Count the lines in the material below that contain the word "deer", with case counting, and reply with the number alone.

◆ INFORMATION SUPPLIED:
■ ■ ■

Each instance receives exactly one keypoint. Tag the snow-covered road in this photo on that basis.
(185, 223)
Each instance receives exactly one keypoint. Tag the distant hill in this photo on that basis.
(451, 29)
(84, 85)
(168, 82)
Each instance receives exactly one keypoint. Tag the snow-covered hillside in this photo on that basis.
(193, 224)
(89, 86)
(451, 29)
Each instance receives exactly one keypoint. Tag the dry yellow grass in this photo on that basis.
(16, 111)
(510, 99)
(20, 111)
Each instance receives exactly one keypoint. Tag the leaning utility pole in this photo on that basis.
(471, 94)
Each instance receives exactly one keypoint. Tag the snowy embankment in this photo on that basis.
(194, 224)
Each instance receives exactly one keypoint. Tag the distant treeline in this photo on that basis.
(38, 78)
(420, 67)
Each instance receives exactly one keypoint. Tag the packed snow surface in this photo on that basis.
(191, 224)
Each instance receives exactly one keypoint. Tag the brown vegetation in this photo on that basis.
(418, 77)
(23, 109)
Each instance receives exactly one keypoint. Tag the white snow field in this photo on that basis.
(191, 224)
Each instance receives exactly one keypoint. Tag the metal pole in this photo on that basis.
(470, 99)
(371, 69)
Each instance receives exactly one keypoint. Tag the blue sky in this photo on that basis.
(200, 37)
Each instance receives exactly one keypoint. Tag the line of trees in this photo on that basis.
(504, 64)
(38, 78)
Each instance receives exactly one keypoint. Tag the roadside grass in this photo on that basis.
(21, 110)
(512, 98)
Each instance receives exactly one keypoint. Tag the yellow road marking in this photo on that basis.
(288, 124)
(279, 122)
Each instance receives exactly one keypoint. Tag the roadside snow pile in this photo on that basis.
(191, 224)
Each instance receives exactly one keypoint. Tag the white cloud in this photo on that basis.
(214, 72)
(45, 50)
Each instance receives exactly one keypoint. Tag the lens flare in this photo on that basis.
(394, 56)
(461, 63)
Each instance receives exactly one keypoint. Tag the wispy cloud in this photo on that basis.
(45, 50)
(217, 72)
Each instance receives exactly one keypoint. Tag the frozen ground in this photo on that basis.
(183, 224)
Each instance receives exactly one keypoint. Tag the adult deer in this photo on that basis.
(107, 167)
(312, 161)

■ ■ ■

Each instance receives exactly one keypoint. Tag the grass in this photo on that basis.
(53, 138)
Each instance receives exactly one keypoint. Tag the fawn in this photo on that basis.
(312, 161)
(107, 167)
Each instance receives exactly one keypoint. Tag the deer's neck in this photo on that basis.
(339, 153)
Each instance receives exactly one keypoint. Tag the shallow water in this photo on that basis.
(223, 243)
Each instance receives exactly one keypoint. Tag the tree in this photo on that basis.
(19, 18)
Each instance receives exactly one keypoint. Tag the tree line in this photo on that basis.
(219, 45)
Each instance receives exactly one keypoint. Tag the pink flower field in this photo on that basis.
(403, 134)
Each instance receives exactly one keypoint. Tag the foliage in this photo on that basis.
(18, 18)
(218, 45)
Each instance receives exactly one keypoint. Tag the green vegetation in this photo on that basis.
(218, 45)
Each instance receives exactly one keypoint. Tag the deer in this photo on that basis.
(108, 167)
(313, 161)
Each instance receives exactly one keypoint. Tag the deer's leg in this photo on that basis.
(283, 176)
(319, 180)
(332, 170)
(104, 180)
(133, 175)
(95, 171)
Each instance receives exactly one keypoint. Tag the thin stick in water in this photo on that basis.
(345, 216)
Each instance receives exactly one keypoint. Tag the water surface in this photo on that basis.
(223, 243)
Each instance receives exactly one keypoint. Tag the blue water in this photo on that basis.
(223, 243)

■ ■ ■

◆ EXERCISE RESPONSE: 4